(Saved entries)
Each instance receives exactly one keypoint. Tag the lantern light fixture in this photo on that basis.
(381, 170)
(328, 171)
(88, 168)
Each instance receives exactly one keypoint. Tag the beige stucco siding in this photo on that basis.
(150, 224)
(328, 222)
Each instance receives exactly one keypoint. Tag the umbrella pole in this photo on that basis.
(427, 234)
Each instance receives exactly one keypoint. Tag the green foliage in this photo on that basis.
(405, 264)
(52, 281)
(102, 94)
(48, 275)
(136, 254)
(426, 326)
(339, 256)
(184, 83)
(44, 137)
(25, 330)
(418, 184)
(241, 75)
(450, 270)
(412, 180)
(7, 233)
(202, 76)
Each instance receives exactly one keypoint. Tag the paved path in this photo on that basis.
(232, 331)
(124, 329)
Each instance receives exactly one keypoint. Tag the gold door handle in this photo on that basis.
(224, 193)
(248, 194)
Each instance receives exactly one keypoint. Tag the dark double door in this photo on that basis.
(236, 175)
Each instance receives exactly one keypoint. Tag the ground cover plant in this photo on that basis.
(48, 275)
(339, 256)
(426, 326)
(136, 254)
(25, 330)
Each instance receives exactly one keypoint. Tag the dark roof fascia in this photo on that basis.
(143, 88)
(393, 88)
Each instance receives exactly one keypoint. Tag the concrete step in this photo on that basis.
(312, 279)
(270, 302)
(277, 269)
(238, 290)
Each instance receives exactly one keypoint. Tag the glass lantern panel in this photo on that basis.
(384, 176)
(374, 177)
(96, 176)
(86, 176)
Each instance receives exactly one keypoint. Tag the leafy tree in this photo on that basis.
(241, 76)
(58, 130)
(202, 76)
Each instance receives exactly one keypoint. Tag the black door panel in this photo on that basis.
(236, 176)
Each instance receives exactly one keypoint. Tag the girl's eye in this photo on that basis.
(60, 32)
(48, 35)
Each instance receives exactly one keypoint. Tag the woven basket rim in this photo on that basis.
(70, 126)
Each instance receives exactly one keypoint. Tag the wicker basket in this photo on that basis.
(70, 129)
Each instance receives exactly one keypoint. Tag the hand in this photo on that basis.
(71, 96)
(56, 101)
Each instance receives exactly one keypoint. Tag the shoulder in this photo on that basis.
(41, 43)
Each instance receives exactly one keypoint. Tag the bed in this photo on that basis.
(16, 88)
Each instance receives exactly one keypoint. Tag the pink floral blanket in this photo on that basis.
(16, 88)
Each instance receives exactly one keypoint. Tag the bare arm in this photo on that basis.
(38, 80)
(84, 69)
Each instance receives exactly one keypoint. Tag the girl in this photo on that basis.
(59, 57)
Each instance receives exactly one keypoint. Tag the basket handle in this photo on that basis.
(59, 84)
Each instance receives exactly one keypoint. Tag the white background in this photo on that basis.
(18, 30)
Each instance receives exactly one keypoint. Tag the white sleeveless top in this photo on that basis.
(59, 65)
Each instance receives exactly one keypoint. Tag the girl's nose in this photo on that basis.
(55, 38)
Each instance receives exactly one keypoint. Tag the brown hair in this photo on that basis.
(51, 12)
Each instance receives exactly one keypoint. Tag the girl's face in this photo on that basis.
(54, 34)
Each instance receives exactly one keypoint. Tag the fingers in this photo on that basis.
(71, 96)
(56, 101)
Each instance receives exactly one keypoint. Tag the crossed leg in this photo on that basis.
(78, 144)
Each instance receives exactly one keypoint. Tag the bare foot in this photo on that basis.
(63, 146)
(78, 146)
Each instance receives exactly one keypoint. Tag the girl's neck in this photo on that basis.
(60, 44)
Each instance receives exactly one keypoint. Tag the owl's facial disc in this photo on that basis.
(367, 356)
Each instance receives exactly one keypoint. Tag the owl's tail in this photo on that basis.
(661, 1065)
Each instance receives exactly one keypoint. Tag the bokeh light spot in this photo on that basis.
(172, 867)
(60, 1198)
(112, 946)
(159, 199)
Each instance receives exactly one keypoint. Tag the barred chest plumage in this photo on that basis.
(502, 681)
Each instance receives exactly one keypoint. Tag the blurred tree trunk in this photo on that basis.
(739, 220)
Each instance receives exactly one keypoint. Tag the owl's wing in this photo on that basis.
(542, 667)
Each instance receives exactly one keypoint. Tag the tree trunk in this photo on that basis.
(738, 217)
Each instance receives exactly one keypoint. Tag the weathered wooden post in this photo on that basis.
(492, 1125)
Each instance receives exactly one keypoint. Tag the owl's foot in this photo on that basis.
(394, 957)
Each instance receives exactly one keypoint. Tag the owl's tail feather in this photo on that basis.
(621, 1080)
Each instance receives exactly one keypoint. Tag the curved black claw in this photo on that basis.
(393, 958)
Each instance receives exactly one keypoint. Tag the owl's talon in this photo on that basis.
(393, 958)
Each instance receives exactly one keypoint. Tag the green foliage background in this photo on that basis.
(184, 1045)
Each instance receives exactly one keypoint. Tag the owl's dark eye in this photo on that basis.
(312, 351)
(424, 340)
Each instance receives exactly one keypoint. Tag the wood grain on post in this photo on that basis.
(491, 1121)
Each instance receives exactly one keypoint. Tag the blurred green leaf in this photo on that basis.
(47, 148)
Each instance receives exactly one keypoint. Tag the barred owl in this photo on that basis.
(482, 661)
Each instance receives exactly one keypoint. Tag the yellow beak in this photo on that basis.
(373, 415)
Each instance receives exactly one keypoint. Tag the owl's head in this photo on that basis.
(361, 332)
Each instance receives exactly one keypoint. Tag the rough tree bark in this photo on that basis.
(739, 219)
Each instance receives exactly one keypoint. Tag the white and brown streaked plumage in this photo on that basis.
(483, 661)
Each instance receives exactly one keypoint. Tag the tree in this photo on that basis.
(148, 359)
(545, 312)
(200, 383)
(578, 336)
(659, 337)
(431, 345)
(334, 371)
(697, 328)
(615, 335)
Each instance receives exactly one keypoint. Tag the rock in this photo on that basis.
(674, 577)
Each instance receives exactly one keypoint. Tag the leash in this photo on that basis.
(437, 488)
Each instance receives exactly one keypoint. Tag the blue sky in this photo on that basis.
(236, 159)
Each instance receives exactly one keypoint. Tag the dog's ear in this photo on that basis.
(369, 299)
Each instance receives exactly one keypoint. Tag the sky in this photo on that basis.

[Required action]: Quote every line of the data, word for word.

[Exercise solution]:
Each instance receives exactly one keypoint. Tag the lantern light fixture in this photo on that basis.
(381, 170)
(328, 171)
(88, 168)
Each instance receives exactly one keypoint. Tag the beige stucco siding in this photo on that basis.
(150, 224)
(328, 222)
Each instance receives exactly one keypoint. Tag the umbrella pole in this photo on that basis.
(427, 234)
Each instance receives exactly one keypoint. Tag the green foliage in this photo on that basis.
(405, 264)
(52, 281)
(102, 94)
(48, 275)
(136, 254)
(426, 326)
(339, 256)
(184, 83)
(44, 137)
(25, 330)
(418, 184)
(241, 75)
(450, 270)
(412, 180)
(7, 233)
(202, 76)
Each instance receives exactly one keypoint. Tag the paved path in this photo on that basis.
(232, 331)
(124, 329)
Each instance receives exactly one keypoint. Tag the gold door handle in this photo on that basis.
(224, 193)
(248, 194)
Each instance receives exactly one keypoint. Tag the dark double door in this photo on that basis.
(236, 175)
Each instance receives exactly one keypoint. Tag the ground cover plant in this photo on that basis.
(48, 275)
(339, 256)
(426, 326)
(136, 254)
(25, 330)
Each instance receives exactly one keypoint. Tag the dark roof fascia in this photo on that basis.
(143, 88)
(393, 88)
Each instance receives exactly one keypoint. Tag the concrete step in this photo on that basis.
(312, 279)
(270, 302)
(277, 269)
(238, 290)
Each instance receives exactly one keypoint. Tag the glass lantern panel in this photo on that basis.
(384, 176)
(374, 177)
(96, 176)
(86, 176)
Each instance receives exactly one keypoint. Tag the leafy tree in this photo on that basis.
(241, 76)
(58, 130)
(202, 76)
Each instance receives exactly one keypoint. Tag the black door panel in this photo on that basis.
(236, 176)
Each instance receives exactly one keypoint. Tag the girl's eye in this photo on that basis.
(60, 32)
(48, 35)
Each instance receives exactly one keypoint. Tag the woven basket rim in this photo on that basis.
(70, 126)
Each instance receives exactly one keypoint. Tag the wicker basket in this photo on that basis.
(70, 129)
Each instance receives exactly one keypoint. Tag the hand in this photo on that basis.
(71, 96)
(56, 101)
Each instance receives exactly one keypoint. Tag the shoulder in this photo on that basis.
(41, 43)
Each instance receives exactly one keypoint. Tag the bed in this photo on that basis.
(16, 88)
Each instance receives exactly one keypoint. Tag the pink floral blanket in this photo on that basis.
(16, 88)
Each instance receives exactly one keypoint. Tag the bare arm in this photo on that basis.
(38, 80)
(84, 69)
Each instance receives exactly one keypoint. Tag the girl in this photo on that basis.
(59, 57)
Each instance receives exactly one keypoint. Tag the basket handle in this photo on that basis.
(59, 84)
Each instance receives exactly one keypoint. Tag the white background in this photo on that basis.
(18, 30)
Each instance receives exactly one keypoint. Tag the white sleeveless top in this photo on that basis.
(59, 65)
Each instance receives exactly one keypoint. Tag the girl's nose in this photo on that basis.
(55, 38)
Each instance receives exactly one keypoint. Tag the brown hair in this photo on that basis.
(51, 12)
Each instance receives exactly one keypoint. Tag the girl's face in this photo on that basis.
(54, 34)
Each instance receives exactly one keypoint. Tag the fingers in this photo on that basis.
(71, 96)
(56, 101)
Each instance receives exactly one keypoint. Tag the crossed leg in this photo on that basis.
(78, 144)
Each instance receives exactly one keypoint. Tag the bare foot in this photo on that basis.
(63, 146)
(78, 146)
Each instance receives exactly one keypoint. Tag the girl's neck in this photo on that basis.
(60, 44)
Each instance receives exactly one keypoint. Tag the owl's facial disc in this photo on that basis.
(367, 356)
Each instance receives exactly one keypoint. Tag the owl's tail in this photo on that basis.
(661, 1065)
Each instance receives exactly one keypoint. Tag the bokeh light spot in this photo on that basis.
(172, 867)
(60, 1198)
(112, 946)
(159, 199)
Each instance receives exactly one keypoint. Tag the barred chest plumage in this photo on that basis.
(502, 681)
Each instance receives exactly one keypoint. Tag the blurred tree trunk in this photo on that basis.
(739, 220)
Each instance receives exactly one keypoint. Tag the owl's wing in this photo on that basis.
(542, 667)
Each instance receives exactly one keypoint. Tag the tree trunk in this photo on that basis.
(738, 217)
Each instance receives exactly one keypoint. Tag the weathered wooden post in this photo on that basis.
(492, 1125)
Each instance receives exactly one keypoint. Tag the owl's foot in this photo on that basis.
(394, 957)
Each instance receives exactly one keypoint. Tag the owl's tail feather in this photo on that basis.
(621, 1080)
Each instance receives exactly one keypoint. Tag the curved black claw in this photo on that basis.
(393, 958)
Each instance receives exactly one keypoint. Tag the owl's talon in this photo on that basis.
(393, 958)
Each instance receives exactly one keypoint. Tag the green foliage background in this photo on that basis.
(184, 1045)
Each instance receives exactly one keypoint. Tag the owl's dark eye in this photo on that basis.
(312, 351)
(424, 340)
Each instance receives exactly one keypoint. Tag the wood grain on post in this photo on that basis.
(491, 1121)
Each instance receives exactly one keypoint. Tag the blurred green leaf in this photo on that basis.
(47, 148)
Each instance receives exactly one keypoint. Tag the barred owl in this photo on that basis.
(482, 661)
Each instance receives exactly one keypoint. Tag the yellow beak in this photo on that basis.
(373, 415)
Each instance receives exactly one keypoint. Tag the owl's head in this photo on that basis.
(361, 332)
Each instance receives exactly one keypoint. Tag the rough tree bark in this photo on that basis.
(739, 219)
Each instance receives exactly one keypoint. Tag the white and brown streaked plumage in this photo on that basis.
(483, 661)
Each instance receives exactly one keypoint. Tag the tree in this photo on that basis.
(148, 359)
(545, 312)
(200, 383)
(578, 336)
(659, 337)
(431, 345)
(334, 371)
(697, 328)
(615, 335)
Each instance receives exactly one keypoint. Tag the rock in this photo on that basis.
(674, 577)
Each instance receives exactly one keypoint. Tag the leash in this photo on that basis.
(437, 488)
Each instance receives exactly one keypoint. Tag the blue sky in this photo on that basis.
(236, 159)
Each instance receives exactly one keypoint. Tag the dog's ear in this photo on that basis.
(369, 299)
Each instance receives exactly one keypoint. Tag the sky in this photo on that basis.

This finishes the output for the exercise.